» **The tasks**:
(1) Reproduce the stretch of the address to the trade and development conference from "As at New Delhi" through "within certain countries.".
(2) Please write out the stretch of the records from the line that contains "find the tower" through the line that contains "72, 47, 100, 63", including both of those lines.

» **Passage provided**:
········

We know that this desire, which is shared by the individuals and the peoples of the entire world, is mingled with disquiet in the face of the complexity and vastness of the problems upon your agenda as well as in the face of the differing and, at times, divergent positions represented. For our part, with you we wish to place reliance above all upon the aspiration for justice and the sense of brotherhood which are inscribed in the heart of man; in its own field your Conference would offer an opportunity to these sentiments to find authoritative, mature and effective expression.

As at New Delhi in 1968, this Conference is being held against the background of an international crisis in currency, exchange rates and even cooperation for development. The resistance inspired by national interests seems to have grown further. Many economic structures that produce domination have not been corrected through the achievement by nations of political independence; inequalities of income and social conditions are tending to increase both between rations and within certain countries.

Your Conference is aware of the scope and also the limits of the aims to which it so nobly aspires. You are well aware that neither the reform of international trade nor the improvement of aid and cooperation are capable by themselves of ensuring a more united and more human development among peoples. In many cases it is the very structures of power and decision-making that must be altered in order to bring about everywhere, on the political and economic as also on the social and cultural levels, a better sharing of responsibility. Does not justice demand that all peoples, whatever their degree of economic power, should have a real participation in all negotiations of worldwide importance?

It is natural that the Great Powers and the multinational communities should arouse the special expectations of the countries with the least share in the world’s wealth. But it is the particular aim of your Conference to provide a forum in which all voices may make themselves heard in the search for solidarity among nations, realism in solutions and fairness in sharing the goods of the earth. We have not failed to note that your programme accords special attention to the lot of the least favoured among the developing countries. It is indeed desirable that UNCTAD should devote itself to the abolition of systems in which the privileged become steadily more privileged, the rich increasingly engage in trade among themselves and international aid itself often benefits only imperfectly the most poverty-stricken people.

········

(Records taken from a collection)
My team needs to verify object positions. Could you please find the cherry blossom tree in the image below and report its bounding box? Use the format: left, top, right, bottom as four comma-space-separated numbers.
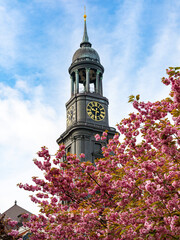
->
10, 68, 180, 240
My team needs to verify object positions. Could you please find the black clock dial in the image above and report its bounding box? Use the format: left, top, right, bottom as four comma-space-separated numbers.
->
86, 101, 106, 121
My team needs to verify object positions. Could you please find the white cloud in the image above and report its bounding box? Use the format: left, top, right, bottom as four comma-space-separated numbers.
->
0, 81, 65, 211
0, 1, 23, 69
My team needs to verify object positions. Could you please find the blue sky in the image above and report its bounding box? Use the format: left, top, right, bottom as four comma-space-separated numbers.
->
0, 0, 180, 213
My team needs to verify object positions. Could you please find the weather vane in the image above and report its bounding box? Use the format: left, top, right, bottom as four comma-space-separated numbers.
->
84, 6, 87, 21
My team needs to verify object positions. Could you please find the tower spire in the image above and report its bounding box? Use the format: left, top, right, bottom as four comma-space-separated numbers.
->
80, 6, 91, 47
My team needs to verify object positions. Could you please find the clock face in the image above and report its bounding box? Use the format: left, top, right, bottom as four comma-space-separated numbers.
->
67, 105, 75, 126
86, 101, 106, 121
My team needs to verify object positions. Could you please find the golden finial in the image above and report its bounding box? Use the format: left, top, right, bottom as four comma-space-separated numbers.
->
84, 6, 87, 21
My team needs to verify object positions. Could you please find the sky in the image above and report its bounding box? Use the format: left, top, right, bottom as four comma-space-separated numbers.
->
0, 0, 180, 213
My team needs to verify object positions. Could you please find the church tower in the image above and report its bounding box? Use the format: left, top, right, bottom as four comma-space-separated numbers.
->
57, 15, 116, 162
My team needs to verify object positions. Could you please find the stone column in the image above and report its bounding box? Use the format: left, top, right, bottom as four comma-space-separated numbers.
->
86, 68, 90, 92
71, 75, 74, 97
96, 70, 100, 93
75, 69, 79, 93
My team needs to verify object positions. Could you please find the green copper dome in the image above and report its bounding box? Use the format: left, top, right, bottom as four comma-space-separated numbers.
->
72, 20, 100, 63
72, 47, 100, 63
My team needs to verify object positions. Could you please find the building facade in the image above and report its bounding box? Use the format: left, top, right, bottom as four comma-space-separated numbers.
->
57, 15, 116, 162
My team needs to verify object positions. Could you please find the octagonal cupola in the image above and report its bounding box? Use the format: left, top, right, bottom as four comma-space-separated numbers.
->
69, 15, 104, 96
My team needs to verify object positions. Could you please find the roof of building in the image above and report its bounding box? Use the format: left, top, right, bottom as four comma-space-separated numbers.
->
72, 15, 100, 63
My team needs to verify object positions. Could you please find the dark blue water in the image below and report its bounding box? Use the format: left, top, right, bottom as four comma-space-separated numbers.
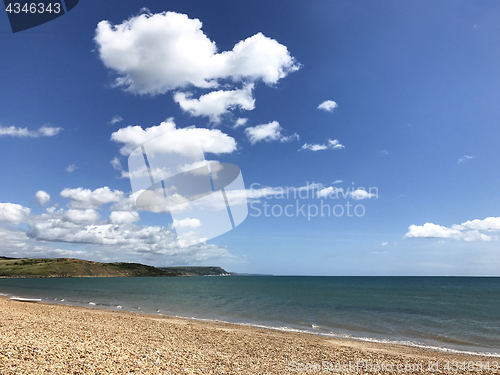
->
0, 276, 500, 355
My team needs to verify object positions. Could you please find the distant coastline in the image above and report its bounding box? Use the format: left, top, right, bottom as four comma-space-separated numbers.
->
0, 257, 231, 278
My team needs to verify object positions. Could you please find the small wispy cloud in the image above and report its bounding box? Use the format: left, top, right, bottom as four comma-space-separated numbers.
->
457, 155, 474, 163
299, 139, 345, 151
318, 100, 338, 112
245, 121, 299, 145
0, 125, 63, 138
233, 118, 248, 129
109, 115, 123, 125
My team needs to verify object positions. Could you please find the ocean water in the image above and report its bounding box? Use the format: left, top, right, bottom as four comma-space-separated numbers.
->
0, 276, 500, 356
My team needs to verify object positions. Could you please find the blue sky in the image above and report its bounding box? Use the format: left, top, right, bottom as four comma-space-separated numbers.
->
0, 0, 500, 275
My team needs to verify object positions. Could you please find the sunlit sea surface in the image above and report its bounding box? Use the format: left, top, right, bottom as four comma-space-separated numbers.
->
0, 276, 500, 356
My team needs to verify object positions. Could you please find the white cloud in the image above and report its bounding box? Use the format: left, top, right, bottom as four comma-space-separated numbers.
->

········

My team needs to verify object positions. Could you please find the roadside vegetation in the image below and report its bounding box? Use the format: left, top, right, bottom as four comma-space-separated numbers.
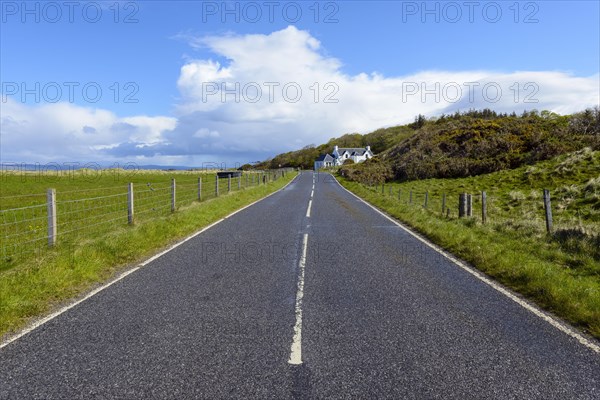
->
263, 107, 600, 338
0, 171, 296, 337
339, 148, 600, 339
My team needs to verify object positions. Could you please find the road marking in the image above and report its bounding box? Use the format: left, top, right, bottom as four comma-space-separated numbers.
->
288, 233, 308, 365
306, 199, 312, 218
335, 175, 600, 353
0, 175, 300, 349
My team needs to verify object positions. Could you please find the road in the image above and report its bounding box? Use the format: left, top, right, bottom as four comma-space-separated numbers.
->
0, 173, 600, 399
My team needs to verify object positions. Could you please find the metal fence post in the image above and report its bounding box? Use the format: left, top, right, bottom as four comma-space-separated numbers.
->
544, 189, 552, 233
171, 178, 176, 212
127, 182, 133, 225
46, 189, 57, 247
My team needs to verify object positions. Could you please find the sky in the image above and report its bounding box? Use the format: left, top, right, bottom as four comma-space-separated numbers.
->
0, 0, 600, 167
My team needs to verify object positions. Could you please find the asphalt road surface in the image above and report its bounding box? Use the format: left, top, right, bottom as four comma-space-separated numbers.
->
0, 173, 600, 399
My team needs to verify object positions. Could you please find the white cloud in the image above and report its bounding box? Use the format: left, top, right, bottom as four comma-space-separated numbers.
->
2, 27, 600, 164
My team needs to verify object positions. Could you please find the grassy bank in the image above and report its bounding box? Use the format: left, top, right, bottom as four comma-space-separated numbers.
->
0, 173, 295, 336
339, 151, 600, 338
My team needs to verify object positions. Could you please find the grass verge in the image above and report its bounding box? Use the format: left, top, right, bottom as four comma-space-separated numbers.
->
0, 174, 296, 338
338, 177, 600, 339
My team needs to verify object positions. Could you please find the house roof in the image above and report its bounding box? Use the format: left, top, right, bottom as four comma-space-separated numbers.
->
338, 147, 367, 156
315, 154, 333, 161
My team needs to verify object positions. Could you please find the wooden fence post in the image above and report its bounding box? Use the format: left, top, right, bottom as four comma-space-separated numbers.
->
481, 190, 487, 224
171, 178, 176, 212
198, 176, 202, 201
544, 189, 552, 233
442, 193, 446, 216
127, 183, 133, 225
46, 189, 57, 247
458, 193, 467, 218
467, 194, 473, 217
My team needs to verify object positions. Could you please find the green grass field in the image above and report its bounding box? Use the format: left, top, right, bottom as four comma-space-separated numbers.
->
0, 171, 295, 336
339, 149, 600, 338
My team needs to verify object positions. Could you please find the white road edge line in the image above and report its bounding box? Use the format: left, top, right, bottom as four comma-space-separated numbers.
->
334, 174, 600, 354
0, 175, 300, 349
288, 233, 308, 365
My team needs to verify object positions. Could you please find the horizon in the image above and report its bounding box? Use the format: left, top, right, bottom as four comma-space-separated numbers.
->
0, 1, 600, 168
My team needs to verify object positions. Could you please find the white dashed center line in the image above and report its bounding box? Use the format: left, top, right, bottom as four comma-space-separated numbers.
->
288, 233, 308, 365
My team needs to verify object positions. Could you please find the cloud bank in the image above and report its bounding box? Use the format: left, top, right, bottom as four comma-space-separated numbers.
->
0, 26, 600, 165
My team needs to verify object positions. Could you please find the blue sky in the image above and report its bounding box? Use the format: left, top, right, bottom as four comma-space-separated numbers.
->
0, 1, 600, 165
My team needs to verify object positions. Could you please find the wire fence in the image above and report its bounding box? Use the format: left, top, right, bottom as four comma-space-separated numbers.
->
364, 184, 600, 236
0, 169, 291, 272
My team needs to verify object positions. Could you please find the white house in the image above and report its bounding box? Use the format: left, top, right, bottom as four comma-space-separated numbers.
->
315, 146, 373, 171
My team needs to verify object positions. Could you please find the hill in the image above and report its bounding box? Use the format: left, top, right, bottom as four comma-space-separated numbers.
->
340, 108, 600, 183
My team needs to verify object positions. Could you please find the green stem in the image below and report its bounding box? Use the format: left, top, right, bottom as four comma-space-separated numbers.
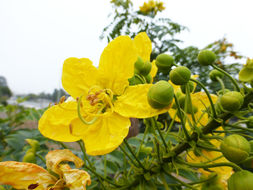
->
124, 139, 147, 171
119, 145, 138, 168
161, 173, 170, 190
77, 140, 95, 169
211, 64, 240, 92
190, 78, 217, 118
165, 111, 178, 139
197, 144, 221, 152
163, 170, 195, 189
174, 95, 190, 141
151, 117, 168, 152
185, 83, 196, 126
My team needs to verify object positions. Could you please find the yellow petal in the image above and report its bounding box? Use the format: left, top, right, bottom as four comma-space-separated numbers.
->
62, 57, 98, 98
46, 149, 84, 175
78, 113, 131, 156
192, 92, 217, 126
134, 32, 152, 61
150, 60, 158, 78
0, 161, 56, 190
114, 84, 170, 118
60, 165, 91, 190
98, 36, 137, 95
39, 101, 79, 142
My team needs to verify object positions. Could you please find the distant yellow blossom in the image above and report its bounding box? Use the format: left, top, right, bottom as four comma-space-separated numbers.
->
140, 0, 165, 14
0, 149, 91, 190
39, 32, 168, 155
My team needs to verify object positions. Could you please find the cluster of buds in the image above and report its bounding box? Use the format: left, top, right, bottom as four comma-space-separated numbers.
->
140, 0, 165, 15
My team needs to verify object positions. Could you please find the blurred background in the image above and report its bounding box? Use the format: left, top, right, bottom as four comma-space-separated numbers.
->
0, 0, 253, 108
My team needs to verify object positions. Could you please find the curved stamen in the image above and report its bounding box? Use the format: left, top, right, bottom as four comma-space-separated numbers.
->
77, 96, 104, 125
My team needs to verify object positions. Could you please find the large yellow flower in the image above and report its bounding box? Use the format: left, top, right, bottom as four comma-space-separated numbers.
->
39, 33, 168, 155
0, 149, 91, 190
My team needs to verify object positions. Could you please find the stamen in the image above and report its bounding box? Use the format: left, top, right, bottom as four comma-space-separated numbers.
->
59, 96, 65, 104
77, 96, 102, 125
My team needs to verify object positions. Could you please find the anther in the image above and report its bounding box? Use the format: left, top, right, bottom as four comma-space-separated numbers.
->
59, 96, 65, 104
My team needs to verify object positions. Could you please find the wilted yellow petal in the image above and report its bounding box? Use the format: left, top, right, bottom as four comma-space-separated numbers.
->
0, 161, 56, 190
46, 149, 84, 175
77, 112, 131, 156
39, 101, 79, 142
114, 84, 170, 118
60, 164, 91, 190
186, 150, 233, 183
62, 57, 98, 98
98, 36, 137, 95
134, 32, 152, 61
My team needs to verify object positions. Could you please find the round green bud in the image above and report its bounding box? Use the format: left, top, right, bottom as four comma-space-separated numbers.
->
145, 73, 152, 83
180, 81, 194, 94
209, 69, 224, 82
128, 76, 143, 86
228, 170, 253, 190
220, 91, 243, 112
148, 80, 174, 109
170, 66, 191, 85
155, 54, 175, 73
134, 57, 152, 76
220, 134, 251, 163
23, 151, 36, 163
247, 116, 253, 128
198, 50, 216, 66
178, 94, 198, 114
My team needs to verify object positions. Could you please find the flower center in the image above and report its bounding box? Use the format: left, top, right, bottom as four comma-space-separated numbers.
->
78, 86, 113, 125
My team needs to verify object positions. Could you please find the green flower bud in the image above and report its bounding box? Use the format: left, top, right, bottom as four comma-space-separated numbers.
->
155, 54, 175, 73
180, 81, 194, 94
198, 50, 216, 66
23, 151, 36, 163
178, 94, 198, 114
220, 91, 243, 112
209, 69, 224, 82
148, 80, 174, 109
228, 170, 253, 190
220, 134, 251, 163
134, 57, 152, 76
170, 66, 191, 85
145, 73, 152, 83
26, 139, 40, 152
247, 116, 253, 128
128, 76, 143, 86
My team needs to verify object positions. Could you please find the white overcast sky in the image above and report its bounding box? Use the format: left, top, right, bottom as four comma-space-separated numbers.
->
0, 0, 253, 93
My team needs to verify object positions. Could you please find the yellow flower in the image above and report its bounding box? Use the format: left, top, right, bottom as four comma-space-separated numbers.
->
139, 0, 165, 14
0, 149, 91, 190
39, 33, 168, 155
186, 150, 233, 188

········

» **Expected answers**:
(1)
As at New Delhi in 1968, this Conference is being held against the background of an international crisis in currency, exchange rates and even cooperation for development. The resistance inspired by national interests seems to have grown further. Many economic structures that produce domination have not been corrected through the achievement by nations of political independence; inequalities of income and social conditions are tending to increase both between rations and within certain countries.

(2)
My team needs to verify object positions. Could you please find the tower spire in the image above and report its bounding box? Use the format: left, top, right, bottom as four comma-space-separated numbers.
->
80, 6, 91, 47
My team needs to verify object positions. Could you please find the clock face in the image above and report its bounding box? Use the format: left, top, right, bottom as four comma-space-separated numbers.
->
67, 105, 75, 126
86, 101, 106, 121
My team needs to verify object positions. Could you please find the golden finial in the image above and report its bounding box? Use the format: left, top, right, bottom as four comma-space-separated numbers.
->
84, 6, 87, 21
My team needs to verify object positions. Could you please find the sky in the image above and report its bounding box? Use the format: left, top, right, bottom as four comma-space-separated numbers.
->
0, 0, 180, 213
My team needs to verify object positions. Could you please find the church tower in the image above and report its bounding box? Use the format: left, top, right, bottom as four comma-space-separated numbers.
->
57, 15, 116, 162
My team needs to verify object positions. Could you please find the stone column in the image above and report its bounding box? Use the format: left, top, right, bottom as four comma-space-separated numbers.
->
86, 68, 90, 92
71, 75, 74, 97
96, 70, 100, 93
75, 69, 79, 93
My team needs to verify object positions. Could you please find the green copper dome in the image above and report its bounding box? Use the format: left, top, right, bottom as four comma-space-separated numbers.
->
72, 20, 100, 63
72, 47, 100, 63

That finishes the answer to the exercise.